>> Begin Records for processing

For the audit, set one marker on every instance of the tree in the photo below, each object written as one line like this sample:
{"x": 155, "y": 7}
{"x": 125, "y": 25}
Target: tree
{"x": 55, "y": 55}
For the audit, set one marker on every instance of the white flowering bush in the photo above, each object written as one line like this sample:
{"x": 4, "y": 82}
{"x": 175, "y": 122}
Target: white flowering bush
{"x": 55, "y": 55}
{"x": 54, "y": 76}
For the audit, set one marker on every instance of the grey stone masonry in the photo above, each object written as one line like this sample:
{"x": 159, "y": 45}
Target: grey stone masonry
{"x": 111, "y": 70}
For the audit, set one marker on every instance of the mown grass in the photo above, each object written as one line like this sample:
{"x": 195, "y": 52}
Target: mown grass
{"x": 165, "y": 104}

>> End Records for processing
>> Begin Records for processing

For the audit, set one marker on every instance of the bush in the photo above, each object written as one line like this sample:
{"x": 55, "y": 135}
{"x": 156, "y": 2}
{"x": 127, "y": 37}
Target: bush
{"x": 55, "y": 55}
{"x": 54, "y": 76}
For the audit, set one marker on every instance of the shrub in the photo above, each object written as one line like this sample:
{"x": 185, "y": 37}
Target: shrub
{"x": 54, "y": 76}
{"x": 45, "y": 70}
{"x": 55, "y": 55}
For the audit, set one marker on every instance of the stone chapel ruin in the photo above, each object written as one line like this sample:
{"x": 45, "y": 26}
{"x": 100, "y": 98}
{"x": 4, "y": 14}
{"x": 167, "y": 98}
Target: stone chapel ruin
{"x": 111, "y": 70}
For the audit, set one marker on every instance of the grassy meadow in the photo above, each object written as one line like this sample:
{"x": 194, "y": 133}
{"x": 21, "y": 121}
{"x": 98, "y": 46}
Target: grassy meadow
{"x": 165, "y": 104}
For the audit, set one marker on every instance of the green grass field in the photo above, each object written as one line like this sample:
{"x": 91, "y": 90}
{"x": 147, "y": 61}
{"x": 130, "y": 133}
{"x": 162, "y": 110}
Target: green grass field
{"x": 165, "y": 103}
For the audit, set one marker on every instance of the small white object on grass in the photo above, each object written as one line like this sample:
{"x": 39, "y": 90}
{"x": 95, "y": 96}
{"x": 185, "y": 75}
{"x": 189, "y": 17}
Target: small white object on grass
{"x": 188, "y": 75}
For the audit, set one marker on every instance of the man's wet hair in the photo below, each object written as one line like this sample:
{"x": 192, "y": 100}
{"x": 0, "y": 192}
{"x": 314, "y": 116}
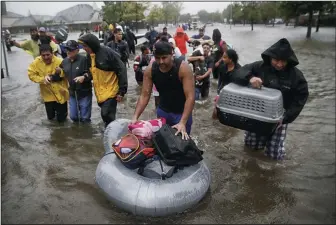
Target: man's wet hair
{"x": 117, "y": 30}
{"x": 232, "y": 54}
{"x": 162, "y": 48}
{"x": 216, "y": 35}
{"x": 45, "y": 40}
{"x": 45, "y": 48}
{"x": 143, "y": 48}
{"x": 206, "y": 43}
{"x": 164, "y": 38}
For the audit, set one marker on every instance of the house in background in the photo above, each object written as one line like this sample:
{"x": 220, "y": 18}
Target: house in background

>> End Records for processing
>> Begin Records for processing

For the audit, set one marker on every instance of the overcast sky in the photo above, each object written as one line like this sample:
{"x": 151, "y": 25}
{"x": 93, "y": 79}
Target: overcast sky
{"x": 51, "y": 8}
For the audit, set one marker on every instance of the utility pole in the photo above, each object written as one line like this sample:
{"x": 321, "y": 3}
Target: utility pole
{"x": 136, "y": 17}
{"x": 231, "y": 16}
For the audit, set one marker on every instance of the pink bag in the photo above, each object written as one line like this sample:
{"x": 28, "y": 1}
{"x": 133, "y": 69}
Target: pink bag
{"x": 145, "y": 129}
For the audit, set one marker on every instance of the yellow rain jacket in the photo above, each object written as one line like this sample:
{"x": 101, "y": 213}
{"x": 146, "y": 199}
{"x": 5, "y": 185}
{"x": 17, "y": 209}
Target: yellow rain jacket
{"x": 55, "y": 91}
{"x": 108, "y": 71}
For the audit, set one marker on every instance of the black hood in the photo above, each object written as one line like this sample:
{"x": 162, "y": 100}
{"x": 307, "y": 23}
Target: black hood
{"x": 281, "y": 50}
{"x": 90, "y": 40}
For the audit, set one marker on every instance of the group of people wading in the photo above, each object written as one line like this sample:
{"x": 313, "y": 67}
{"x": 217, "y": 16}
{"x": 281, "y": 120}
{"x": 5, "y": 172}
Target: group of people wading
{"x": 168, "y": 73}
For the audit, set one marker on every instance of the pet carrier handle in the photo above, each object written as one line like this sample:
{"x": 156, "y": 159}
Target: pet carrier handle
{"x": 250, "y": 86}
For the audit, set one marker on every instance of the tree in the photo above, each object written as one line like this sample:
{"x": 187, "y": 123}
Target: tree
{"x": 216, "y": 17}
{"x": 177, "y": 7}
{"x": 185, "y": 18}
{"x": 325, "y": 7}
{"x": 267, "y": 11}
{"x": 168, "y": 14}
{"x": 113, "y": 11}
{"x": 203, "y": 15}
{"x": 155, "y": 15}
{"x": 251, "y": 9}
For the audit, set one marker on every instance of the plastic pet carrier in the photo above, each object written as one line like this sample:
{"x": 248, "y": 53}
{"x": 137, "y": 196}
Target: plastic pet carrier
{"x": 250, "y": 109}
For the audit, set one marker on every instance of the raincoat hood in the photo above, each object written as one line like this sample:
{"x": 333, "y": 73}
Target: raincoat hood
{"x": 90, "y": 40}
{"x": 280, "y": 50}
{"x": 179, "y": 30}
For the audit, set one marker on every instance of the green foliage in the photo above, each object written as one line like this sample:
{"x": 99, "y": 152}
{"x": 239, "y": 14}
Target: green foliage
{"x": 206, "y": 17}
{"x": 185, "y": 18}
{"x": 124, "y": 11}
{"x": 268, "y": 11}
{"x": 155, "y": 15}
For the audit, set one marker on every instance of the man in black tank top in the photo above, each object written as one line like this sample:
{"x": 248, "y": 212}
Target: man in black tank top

>> End Records for processing

Please show each line of the records that contains the word "yellow", copied in full. Case counts when matching.

For the audit, set one marker on every instance of the yellow rain jacket in the photo above, each object written as one line like this sample:
Target: yellow rain jacket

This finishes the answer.